▶ EXERCISE DIRECTIONS: Copy out the numbered passage below on regional, intercity, and high-speed rail in full, word for word.

▶ DOCUMENT EXTRACT:
--- --- ---

4. In urban areas, regional service should function as urban transit and not just as peak-period commuter rail from the suburbs to the city center; therefore, there should be frequent stops in the city, replacing the longer-distance functions of American light rail lines. In-city fares should be identical to those of local urban buses and rail.

5. Regional trains should have just one operator, with the fare enforced with random fare inspections; intercity trains, which have lower traffic, can have one operator and one conductor.

6. There shouldn’t be any distinction between regional, intercity, and high-speed rail stations. High-speed rail should be able to seamlessly run through to lower-speed territory when necessary – for example, surplus Northeast Corridor trains that do not need to go to Boston should serve Jamaica at least (with catenary strung over the LIRR Main Line), and possibly even Mineola, Hicksville, and Ronkonkoma.

7. Construction projects should prioritize lines that serve markets that cars can’t, e.g. travel that passes through CBDs or parallels roads that are not freeways.

--- --- ---

▶ RECORDED INFORMATION:
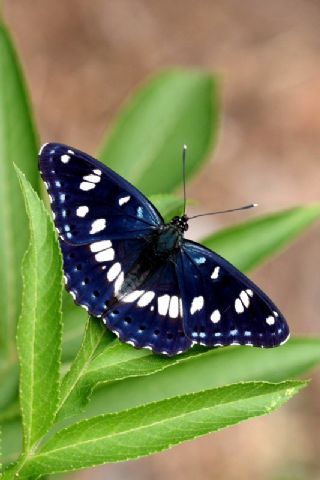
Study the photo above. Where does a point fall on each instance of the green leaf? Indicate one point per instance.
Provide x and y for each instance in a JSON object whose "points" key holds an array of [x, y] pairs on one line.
{"points": [[17, 144], [117, 362], [145, 143], [96, 337], [248, 244], [168, 205], [213, 368], [74, 322], [156, 427], [39, 326]]}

--- --- ---

▶ EXPECTED ANSWER:
4. In urban areas, regional service should function as urban transit and not just as peak-period commuter rail from the suburbs to the city center; therefore, there should be frequent stops in the city, replacing the longer-distance functions of American light rail lines. In-city fares should be identical to those of local urban buses and rail.

5. Regional trains should have just one operator, with the fare enforced with random fare inspections; intercity trains, which have lower traffic, can have one operator and one conductor.

6. There shouldn’t be any distinction between regional, intercity, and high-speed rail stations. High-speed rail should be able to seamlessly run through to lower-speed territory when necessary – for example, surplus Northeast Corridor trains that do not need to go to Boston should serve Jamaica at least (with catenary strung over the LIRR Main Line), and possibly even Mineola, Hicksville, and Ronkonkoma.

7. Construction projects should prioritize lines that serve markets that cars can’t, e.g. travel that passes through CBDs or parallels roads that are not freeways.